§ **Problem description**
Copy out the records word for word, from their first line through the line holding "434;218;496;260", with that line included.

• • • • • • •

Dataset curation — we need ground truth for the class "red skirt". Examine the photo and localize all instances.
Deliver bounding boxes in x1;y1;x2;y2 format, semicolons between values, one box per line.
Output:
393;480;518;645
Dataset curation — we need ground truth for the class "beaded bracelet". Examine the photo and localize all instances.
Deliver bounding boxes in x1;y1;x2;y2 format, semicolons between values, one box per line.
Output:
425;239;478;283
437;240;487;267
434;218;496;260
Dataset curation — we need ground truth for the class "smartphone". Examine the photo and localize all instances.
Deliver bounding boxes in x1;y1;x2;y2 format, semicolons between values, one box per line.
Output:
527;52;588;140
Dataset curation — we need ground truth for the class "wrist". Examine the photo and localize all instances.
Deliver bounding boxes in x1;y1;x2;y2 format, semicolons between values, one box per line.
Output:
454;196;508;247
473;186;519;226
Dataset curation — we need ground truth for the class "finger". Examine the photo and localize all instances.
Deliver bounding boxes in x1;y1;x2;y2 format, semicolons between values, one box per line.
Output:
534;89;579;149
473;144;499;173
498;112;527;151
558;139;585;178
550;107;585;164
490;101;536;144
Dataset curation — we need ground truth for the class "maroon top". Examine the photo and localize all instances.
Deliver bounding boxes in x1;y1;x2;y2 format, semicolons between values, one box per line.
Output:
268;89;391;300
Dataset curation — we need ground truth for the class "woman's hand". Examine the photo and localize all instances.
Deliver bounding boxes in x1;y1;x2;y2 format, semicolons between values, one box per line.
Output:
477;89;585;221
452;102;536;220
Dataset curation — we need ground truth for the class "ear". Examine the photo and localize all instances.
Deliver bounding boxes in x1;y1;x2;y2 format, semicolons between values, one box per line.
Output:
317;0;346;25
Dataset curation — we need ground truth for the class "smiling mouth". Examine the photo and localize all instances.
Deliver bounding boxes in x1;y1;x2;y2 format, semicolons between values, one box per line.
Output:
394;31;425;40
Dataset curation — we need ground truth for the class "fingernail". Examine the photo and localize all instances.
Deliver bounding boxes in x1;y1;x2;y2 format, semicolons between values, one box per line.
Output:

• • • • • • •

§ **Task answer**
Dataset curation — we need ground truth for the class "red skirt". Examine the photo and localize all instances.
Deliver bounding boxes in x1;y1;x2;y2 format, semicolons between values, one box per line.
Output:
393;480;518;645
Dataset curation — we need ground truth for the class "beaded bracelet". Examine the photo and localize all instances.
Deliver bounding boxes in x1;y1;x2;y2 format, semicolons between values, one box per line.
Output:
425;239;478;283
437;240;487;267
434;218;496;260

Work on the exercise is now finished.